## What the exercise asks
Reproduce the items from the line that contains "Q: Identify a point on each instance of the ocean" through the line that contains "[(14, 32), (200, 26), (99, 129)]", requests included, and increase every coordinate in the answers by 95.

## Supplied information
__________

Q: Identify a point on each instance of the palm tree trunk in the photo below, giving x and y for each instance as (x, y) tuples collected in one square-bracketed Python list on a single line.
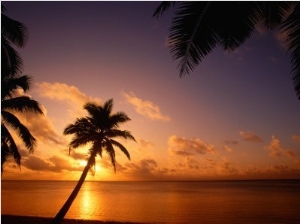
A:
[(63, 211)]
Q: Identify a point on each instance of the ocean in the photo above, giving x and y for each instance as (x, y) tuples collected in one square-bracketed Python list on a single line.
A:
[(259, 201)]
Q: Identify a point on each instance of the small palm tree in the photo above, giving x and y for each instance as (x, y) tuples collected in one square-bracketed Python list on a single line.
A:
[(14, 32), (200, 26), (99, 129)]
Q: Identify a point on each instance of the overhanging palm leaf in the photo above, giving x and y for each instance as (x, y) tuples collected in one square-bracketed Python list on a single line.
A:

__________

## Written solution
Q: Identify a point on each instance of the ocean in the photo above, giving x and y for each instance as (x, y) tuples collected in one square-bracketed Python list on a single line.
A:
[(354, 296)]
Q: Identify a point on each instance of the small palm tree in the photo above, giving x and y for each instance as (x, y) tuples collected in one square-bracketed Python list on a single line.
A:
[(109, 127), (295, 121), (194, 224)]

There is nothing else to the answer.